Exercise aim: Could every line of the data be printed exactly as it reads?

*** Record excerpts ***

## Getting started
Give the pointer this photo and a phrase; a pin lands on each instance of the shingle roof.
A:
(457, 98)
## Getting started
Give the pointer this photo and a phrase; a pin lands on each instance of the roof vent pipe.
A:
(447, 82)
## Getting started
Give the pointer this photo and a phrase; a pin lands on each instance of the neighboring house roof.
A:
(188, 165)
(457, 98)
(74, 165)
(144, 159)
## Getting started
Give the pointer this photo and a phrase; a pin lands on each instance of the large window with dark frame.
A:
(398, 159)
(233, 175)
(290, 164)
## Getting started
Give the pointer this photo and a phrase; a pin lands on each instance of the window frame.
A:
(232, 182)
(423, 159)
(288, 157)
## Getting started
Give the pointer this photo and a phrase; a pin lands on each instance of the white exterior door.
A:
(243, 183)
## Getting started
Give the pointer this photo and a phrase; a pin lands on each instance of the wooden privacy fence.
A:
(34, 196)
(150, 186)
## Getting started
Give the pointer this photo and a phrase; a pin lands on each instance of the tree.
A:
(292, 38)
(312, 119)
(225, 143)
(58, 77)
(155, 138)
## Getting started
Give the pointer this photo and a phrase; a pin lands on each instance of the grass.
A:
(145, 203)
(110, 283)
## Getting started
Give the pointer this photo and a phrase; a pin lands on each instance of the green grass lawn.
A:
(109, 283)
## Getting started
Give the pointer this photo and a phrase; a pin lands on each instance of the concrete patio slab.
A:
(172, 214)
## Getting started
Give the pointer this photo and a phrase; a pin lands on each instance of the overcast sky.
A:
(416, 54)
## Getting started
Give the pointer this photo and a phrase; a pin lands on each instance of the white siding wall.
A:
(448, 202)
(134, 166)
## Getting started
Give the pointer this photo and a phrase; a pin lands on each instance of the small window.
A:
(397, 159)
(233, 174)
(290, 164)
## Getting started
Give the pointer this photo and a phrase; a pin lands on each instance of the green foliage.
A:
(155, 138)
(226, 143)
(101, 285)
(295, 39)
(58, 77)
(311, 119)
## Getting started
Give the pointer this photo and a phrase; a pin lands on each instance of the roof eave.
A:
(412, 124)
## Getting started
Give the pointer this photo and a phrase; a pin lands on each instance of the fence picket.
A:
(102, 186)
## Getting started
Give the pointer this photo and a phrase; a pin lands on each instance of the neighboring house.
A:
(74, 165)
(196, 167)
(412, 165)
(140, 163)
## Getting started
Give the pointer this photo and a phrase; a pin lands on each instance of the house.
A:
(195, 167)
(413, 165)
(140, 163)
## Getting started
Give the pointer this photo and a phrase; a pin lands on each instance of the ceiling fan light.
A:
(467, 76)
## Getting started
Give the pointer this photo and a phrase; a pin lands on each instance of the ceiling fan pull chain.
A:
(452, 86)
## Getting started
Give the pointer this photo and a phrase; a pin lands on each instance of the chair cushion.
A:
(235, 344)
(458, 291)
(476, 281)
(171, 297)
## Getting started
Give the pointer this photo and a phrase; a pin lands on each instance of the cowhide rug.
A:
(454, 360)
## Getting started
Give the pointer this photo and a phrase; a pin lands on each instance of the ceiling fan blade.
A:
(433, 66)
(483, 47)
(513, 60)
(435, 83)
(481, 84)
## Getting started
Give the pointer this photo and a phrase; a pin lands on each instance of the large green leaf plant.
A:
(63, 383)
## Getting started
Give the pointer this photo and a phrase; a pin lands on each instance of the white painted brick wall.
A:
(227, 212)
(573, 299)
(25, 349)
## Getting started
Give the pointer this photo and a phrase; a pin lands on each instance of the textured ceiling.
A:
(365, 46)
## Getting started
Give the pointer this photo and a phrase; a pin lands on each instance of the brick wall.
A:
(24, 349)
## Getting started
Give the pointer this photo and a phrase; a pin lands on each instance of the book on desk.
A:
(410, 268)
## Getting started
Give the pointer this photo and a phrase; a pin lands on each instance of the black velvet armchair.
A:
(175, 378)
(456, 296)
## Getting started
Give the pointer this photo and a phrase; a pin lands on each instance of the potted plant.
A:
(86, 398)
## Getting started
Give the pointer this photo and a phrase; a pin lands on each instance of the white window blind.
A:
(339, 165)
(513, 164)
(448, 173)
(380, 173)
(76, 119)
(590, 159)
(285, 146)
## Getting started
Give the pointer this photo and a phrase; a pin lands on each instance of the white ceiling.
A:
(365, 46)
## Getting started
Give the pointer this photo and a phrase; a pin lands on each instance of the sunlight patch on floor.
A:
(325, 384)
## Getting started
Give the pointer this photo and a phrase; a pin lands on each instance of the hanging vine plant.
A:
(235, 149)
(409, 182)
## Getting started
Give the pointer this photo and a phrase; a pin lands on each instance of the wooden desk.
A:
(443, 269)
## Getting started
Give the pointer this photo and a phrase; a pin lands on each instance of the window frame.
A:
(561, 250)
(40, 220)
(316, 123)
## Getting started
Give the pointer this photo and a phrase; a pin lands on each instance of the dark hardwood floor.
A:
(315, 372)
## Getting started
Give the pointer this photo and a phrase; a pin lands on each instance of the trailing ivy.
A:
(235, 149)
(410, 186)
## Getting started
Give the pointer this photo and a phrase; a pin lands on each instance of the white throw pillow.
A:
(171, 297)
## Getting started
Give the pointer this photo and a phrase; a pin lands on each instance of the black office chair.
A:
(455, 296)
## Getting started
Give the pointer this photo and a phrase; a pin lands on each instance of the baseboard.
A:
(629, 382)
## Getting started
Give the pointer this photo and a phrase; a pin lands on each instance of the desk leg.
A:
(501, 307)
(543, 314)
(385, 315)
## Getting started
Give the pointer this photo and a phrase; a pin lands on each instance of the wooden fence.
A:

*** End of Record excerpts ***

Answer section:
## Getting started
Give the pointer this photo and a phrase; a pin lands on each instance of the shingle roof.
A:
(457, 98)
## Getting started
Give the pointer this photo and a phrase; a pin lands on each instance of the roof vent pipe.
A:
(447, 82)
## Getting started
Give the pointer this photo and a phrase; a pin lands on each instance of the neighboring house roof.
A:
(188, 165)
(457, 98)
(74, 165)
(144, 159)
## Getting started
Give the pointer this photo and a phrase; a pin lands on each instance of the large window with dark frame.
A:
(398, 159)
(233, 175)
(290, 164)
## Getting started
Give the pointer this photo and a phrase; a pin lands on each instance of the window frame.
A:
(232, 182)
(423, 159)
(288, 157)
## Getting started
Give the pointer this photo and a phrase; a pin lands on each instance of the white exterior door.
A:
(243, 183)
## Getting started
Give the pointer this photo and a phrase; a pin lands on each instance of the wooden privacy fence.
A:
(34, 196)
(150, 186)
## Getting started
Give the pointer this photo and a phrase; a pin lands on each instance of the tree.
A:
(292, 38)
(312, 119)
(225, 143)
(58, 77)
(155, 138)
## Getting started
Give the pointer this photo and a phrase; a pin lands on each instance of the grass.
A:
(145, 203)
(110, 283)
## Getting started
Give the pointer this photo and a phrase; a pin lands on each instance of the green grass lawn.
A:
(109, 283)
## Getting started
Give the pointer this photo and a phrase; a pin lands on each instance of the concrete patio slab.
A:
(172, 214)
## Getting started
Give the pointer this photo and a phrase; a pin lands on each instance of the overcast sky.
A:
(416, 54)
## Getting started
Give the pointer this photo and a phrase; a pin lands on each instance of the white siding wall.
A:
(448, 202)
(134, 166)
## Getting started
Give the pointer this photo and a phrase; a pin lands on each instance of the small window.
A:
(397, 159)
(233, 174)
(290, 164)
## Getting started
Give the pointer this photo and a phrase; a pin lands on each instance of the green foliage.
A:
(155, 138)
(226, 143)
(101, 285)
(295, 39)
(58, 77)
(311, 119)
## Getting started
Give the pointer this photo and a phrase; a pin lands on each instance of the roof eave.
A:
(412, 124)
## Getting started
Give the pointer this photo and a phrase; a pin lands on each instance of the fence picket.
A:
(102, 186)
## Getting started
Give the pointer this photo and a phrase; a pin lands on each instance of the neighboring house.
A:
(74, 165)
(196, 167)
(412, 165)
(140, 163)
## Getting started
Give the pointer this photo and a phrase; a pin lands on each instance of the house.
A:
(195, 167)
(413, 165)
(140, 163)
## Getting started
Give the pointer this photo and a phrase; a pin lands on each instance of the ceiling fan light.
A:
(467, 76)
## Getting started
Give the pointer this photo and a phrase; a pin lands on each instance of the ceiling fan pull chain.
A:
(452, 86)
## Getting started
Give the pointer this photo and a phrase; a pin lands on each instance of the chair cushion.
A:
(235, 344)
(458, 291)
(476, 281)
(171, 297)
## Getting started
Give the pointer this photo and a phrase; a pin lands on each instance of the cowhide rug.
A:
(454, 360)
## Getting started
Give the pointer this photo and a phrase; a pin lands on each instance of the ceiling fan blade.
A:
(433, 66)
(483, 47)
(513, 60)
(435, 83)
(481, 84)
## Getting started
Give the pointer this photo and a phrase; a pin lands on each instance of the large green leaf plant.
A:
(63, 383)
## Getting started
Give the pointer this photo and a phrase; a pin lands on each instance of the white painted brick wall.
A:
(227, 212)
(573, 299)
(25, 349)
## Getting started
Give the pointer this photo and a phrase; a pin lands on each instance of the textured ceiling.
A:
(365, 46)
## Getting started
Give the pointer this photo and a phrase; a pin lands on each instance of the brick wall.
A:
(24, 349)
## Getting started
Give the pointer this photo and a phrase; a pin lands on each instance of the book on desk.
A:
(410, 268)
## Getting started
Give the pointer this photo and a phrase; a pin lands on each instance of the black velvet armchair.
A:
(175, 378)
(456, 296)
## Getting started
Give the pointer this photo and a phrase; a pin lands on each instance of the potted plant.
A:
(86, 398)
## Getting started
Give the pointer this photo and a phrase; a pin lands on each instance of the white window blind.
A:
(339, 165)
(513, 164)
(448, 173)
(380, 173)
(76, 119)
(590, 159)
(285, 146)
## Getting started
Give the pointer this photo and a phrase; a pin lands on each instance of the white ceiling.
A:
(365, 46)
## Getting started
Give the pointer this photo and a phrase; a pin lands on each instance of the sunlight patch on floor.
A:
(325, 384)
## Getting started
Give the pointer this photo and a phrase; a pin lands on each instance of the hanging vine plant.
A:
(235, 149)
(409, 182)
## Getting started
Give the pointer this photo and a phrase; a pin lands on each instance of the wooden desk.
A:
(443, 269)
## Getting started
Give the pointer this photo and a phrase; a pin lands on each instance of the window frame.
A:
(561, 250)
(40, 220)
(316, 123)
## Getting started
Give the pointer this photo and a phrase; a pin lands on each instance of the dark hardwood floor.
A:
(315, 372)
## Getting started
Give the pointer this photo and a phrase; a pin lands on each instance of the trailing ivy.
A:
(235, 149)
(410, 186)
## Getting started
Give the pointer this photo and a phrase; a pin lands on each instance of the white throw pillow.
A:
(171, 297)
## Getting started
Give the pointer this photo and a phrase; a pin lands on each instance of the black office chair.
A:
(455, 296)
## Getting started
Give the pointer this photo and a phrase; a pin lands on each instance of the baseboard.
A:
(629, 382)
## Getting started
Give the pointer this photo and a phrase; a pin lands on each instance of the desk leg.
A:
(501, 307)
(543, 314)
(385, 315)
## Getting started
Give the pointer this photo and a phrase; a pin lands on each instance of the wooden fence.
A:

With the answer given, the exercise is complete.